Records from a dataset ▸
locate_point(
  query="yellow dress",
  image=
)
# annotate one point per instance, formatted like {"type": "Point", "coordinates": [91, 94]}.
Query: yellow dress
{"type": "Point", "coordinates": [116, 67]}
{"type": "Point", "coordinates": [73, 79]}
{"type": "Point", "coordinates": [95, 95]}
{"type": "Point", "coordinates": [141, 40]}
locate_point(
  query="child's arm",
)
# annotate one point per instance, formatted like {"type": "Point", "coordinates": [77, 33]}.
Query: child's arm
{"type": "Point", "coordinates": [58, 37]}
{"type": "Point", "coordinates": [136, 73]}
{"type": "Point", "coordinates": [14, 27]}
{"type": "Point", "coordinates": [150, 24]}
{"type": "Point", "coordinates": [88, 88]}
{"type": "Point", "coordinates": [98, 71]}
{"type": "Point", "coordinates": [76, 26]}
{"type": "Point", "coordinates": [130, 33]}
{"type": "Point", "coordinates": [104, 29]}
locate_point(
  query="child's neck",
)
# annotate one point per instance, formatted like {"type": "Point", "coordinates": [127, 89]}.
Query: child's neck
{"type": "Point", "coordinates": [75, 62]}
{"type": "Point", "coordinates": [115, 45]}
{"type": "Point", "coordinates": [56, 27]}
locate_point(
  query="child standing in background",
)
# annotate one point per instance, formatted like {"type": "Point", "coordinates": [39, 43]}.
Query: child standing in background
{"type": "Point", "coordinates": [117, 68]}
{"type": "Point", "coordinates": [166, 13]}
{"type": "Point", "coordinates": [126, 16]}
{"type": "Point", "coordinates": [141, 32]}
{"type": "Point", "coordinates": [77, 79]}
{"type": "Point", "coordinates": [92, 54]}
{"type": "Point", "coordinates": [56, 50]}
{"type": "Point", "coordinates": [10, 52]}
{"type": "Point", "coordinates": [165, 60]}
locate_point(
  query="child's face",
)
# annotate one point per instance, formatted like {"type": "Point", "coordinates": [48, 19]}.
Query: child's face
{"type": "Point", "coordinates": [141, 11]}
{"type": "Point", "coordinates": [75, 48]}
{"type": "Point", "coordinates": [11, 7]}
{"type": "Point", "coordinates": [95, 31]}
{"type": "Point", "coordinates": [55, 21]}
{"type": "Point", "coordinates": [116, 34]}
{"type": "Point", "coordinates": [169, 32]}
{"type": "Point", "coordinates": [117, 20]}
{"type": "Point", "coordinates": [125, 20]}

TASK DIRECTIONS ▸
Give the number of lines in the records where the word "formatted" occurs, and add nothing.

COMPLETED EXERCISE ▸
5